---------- 原文 ----------
『経済財政白書』も,非正規の正規への転換をいいながら「構造改革」推進を主張していた。
まったく同じ矛盾の表明が,今回の『少子化白書』にもある。
少子化克服のために『白書』が提起する改善を実施するには,「構造改革」が推進する,①労働改革,②社会保障改革を根本から方向転換せねばならない。
これは,「構造改革」が健全な経済・社会の発展にまるで反していることの政府内部からの告発である。
「世界で最も少子高齢化進行する国」18年版少子化白書(産経新聞,12月1日)
「政府は1日午前の閣議で、平成18年版「少子化社会白書」を決定した。白書は、人口構造の国際比較を踏まえ、わが国について「世界で最も少子・高齢化が進行している国」と分析。17年に出生数が初めて死亡数を下回ったことなどを根拠に「人口減少は加速度的に進行する」と警鐘を鳴らしている。
白書は、(1)17年の出生数は前年比約4万8000人減の106万2530人で、初めて110万人台を割り込んだ(2)同年の合計特殊出生率(1人の女性が生涯に産む子供の平均数)が1.25と過去最低を更新し、欧米諸国に比べても低い-ことなどから、昨年同様、現在の日本を「超少子化国」と位置付けた。
年金や健康保険など国の社会保障給付費に占める児童・家族関係給付費の割合が、諸外国よりも小さい点も指摘した。
また、政府が目標とする「出生率の低下傾向の反転」に向けて、「まだ20、30代の人口層が厚い時期にインパクトのある対策を速やかに実施する必要がある」と分析している。これに伴う具体的な施策としては、乳幼児への児童手当制度の拡充や子育て支援税制の検討などを挙げた。」
----------
[やること]:
a. 少子化白書についての文章によると、平成17年の合計特殊出生率はいくつでしたか。
b. 少子化白書についての文章で、白書が現在の日本を「超少子化国」と位置付けた根拠を、1〜3文で説明してください。
c. 少子化白書についての文章を、最後の文のあとから書き継いでください。
資料は別の出典から取ったものです。
---------- データ記録 ----------
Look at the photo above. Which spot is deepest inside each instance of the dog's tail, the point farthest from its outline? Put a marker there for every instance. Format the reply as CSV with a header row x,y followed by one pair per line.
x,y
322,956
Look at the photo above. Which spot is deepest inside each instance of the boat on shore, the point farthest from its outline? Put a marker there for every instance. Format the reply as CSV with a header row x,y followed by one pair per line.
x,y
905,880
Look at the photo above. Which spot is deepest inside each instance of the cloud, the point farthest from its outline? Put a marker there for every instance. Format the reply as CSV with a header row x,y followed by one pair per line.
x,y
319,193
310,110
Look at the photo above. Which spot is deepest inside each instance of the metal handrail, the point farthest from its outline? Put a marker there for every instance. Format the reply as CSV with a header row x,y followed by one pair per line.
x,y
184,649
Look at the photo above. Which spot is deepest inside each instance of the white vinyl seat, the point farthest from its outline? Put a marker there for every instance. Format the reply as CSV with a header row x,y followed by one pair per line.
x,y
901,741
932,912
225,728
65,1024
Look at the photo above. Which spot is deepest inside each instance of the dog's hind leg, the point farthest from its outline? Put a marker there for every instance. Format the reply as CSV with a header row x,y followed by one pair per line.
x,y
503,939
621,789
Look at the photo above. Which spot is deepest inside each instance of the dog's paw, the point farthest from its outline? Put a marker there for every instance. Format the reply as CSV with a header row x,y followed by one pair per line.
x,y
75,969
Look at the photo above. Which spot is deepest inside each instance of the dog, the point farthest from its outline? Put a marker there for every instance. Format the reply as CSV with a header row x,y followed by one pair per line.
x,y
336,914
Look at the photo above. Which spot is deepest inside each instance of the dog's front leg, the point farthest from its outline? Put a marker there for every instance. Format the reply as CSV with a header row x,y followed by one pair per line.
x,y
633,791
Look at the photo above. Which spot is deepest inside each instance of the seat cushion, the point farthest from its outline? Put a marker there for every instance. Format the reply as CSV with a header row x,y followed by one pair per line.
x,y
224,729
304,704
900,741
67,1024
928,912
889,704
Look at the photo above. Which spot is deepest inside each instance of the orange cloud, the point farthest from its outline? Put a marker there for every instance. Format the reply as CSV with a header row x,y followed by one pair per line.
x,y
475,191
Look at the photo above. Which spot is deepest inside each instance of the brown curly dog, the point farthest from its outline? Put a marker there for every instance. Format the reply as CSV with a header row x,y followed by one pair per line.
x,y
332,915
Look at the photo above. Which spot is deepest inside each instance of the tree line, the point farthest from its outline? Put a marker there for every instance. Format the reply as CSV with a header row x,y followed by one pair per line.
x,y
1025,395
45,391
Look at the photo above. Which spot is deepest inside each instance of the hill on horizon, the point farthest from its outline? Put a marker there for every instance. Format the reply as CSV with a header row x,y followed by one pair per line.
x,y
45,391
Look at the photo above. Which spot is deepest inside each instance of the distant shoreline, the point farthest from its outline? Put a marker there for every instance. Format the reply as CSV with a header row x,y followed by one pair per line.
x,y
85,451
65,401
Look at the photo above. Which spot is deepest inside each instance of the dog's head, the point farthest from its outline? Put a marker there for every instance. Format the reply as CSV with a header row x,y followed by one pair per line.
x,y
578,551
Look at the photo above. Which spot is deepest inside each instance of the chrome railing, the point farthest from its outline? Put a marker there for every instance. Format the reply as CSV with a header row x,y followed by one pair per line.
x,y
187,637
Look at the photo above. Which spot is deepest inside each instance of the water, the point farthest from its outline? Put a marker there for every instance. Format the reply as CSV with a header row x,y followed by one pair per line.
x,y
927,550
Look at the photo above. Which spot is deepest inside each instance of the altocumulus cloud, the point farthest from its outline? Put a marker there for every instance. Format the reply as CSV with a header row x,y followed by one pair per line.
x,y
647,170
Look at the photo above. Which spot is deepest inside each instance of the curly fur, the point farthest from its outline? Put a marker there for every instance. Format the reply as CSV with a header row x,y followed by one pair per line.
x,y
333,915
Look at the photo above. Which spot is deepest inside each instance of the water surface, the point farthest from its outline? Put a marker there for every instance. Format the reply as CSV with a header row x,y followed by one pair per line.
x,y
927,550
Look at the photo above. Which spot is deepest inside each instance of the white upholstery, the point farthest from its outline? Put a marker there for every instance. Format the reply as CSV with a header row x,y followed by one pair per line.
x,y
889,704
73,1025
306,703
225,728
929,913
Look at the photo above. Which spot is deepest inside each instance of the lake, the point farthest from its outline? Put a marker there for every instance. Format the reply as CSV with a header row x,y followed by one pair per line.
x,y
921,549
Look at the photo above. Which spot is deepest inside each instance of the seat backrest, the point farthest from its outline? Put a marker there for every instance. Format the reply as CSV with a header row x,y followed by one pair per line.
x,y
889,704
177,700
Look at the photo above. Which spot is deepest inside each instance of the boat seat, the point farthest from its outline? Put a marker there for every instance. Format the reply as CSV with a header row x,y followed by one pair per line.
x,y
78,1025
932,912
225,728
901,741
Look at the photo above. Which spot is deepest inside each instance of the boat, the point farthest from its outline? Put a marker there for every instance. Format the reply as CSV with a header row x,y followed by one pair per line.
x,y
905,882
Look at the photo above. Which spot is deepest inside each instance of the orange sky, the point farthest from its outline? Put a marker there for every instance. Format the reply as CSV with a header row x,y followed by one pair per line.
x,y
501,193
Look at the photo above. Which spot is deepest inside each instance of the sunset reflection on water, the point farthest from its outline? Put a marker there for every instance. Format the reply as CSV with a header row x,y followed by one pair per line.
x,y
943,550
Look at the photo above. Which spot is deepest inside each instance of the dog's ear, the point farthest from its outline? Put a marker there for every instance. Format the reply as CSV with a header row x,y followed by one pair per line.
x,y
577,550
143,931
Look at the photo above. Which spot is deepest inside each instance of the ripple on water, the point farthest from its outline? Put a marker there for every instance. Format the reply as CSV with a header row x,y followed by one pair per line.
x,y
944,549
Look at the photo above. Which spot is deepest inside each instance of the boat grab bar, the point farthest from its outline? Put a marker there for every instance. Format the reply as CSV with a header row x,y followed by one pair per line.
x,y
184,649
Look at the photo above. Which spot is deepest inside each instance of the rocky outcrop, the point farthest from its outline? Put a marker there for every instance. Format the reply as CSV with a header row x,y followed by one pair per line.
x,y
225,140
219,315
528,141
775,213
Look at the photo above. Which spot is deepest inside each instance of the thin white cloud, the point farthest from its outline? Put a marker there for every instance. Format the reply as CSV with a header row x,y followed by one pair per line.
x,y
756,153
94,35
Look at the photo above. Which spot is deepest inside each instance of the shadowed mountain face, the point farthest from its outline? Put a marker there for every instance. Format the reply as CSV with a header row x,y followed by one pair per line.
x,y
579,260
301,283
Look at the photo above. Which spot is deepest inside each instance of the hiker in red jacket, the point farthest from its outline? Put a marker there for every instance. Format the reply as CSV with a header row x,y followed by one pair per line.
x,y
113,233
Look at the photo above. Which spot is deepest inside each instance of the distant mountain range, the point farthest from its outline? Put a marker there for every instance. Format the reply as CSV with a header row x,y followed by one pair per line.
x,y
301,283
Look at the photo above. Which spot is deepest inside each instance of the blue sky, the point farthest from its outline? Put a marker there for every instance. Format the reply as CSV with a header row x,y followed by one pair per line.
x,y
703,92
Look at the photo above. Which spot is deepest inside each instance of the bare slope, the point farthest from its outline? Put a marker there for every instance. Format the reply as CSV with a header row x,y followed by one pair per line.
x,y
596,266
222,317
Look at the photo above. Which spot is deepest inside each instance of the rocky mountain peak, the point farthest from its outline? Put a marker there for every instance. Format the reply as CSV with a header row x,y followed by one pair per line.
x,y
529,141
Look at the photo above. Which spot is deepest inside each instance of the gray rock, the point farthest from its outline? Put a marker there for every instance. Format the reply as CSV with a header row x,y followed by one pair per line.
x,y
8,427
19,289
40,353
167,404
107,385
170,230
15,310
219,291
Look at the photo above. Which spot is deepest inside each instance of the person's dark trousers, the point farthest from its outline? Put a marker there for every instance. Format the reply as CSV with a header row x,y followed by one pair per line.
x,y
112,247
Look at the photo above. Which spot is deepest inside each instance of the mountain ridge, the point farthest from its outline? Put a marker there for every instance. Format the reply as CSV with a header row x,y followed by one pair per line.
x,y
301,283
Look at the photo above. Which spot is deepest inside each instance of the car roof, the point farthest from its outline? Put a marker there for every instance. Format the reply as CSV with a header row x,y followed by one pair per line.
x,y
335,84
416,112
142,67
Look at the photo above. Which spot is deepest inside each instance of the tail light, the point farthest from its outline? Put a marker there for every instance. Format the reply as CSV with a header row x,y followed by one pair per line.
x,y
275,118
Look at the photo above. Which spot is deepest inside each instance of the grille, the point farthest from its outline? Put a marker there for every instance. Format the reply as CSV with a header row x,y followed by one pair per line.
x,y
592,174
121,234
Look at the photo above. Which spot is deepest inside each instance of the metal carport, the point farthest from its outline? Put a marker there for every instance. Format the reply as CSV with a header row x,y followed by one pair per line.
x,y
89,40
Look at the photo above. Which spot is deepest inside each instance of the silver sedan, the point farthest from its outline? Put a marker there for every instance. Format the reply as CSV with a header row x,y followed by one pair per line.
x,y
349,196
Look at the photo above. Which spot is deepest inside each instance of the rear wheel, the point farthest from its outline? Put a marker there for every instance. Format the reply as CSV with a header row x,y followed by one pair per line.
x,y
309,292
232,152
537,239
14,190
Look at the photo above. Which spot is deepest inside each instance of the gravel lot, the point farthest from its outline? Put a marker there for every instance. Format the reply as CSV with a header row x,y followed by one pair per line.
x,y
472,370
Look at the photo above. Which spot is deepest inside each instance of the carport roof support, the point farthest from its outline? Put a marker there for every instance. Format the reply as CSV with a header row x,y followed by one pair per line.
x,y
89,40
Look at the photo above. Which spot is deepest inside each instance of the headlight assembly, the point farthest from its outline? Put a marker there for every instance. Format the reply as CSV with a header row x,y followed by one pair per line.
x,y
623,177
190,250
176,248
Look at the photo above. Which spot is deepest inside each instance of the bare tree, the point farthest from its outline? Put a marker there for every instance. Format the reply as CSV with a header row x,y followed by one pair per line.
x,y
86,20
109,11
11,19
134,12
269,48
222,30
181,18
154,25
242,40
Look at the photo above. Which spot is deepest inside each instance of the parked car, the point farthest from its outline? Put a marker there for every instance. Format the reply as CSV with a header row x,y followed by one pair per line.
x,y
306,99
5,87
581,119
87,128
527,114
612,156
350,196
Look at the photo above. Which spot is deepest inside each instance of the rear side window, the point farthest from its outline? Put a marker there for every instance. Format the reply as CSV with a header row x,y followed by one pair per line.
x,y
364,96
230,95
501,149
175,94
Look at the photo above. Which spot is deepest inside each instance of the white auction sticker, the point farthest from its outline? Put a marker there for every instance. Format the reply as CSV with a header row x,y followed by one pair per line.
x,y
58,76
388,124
----------
[問ごとの解答]:
a. 1.25で、過去最低を更新しました。

b. 平成17年の出生数が前年より約4万8000人減って106万2530人となり、初めて110万人台を割り込みました。また、同年の合計特殊出生率が1.25と過去最低を更新し、欧米諸国と比べても低かったためです。

c.
少子化社会白書、父親の育児参加の必要性強調(人民日報日本語版,12月1日)
「06年版少子化社会白書が1日、閣議決定された。白書は「夫は外で働き、妻は家庭を守るべきだ」といった意識が強く、妻に育児を任せっきりにする現状などを指摘、父親の育児参加や働き方、意識改革の必要性を強調している。
05年は出生数が過去最低の約106万3000人となり、人口減が始まった。2050年には人口が1億人まで減り、高齢化率は35.7%になることが予想される。
核家族化や都市化、女性の社会進出が進むなかで、父親の育児参加は重要性を増している。しかし、内閣府が昨年実施した調査によると、日本では「夫は外で働き、妻は家庭を守るべきだ」という考え方に賛成の人は57.1%にのぼり、米国(約43%)やスウェーデン(約9%)を大きく上回った。
6歳未満の子どもがいる女性が1日に育児・家事にかける時間は、日本では7時間41分なのに対し、夫は48分にとどまる。また、女性の7割が出産を機に退職。育児休業の取得も女性の72%に対し、男性は0.5%にすぎず、育児の負担が女性に集中している現状がうかがえる。
男性の育児参加を進めるには、長時間労働など現状の仕事優先の働き方を改め、ワーク・ライフ・バランス(仕事と生活の調和)を実現することが重要だと指摘。企業や地域などを含め、社会全体で子育て家庭を支援する環境を整える大切さも訴えている。 」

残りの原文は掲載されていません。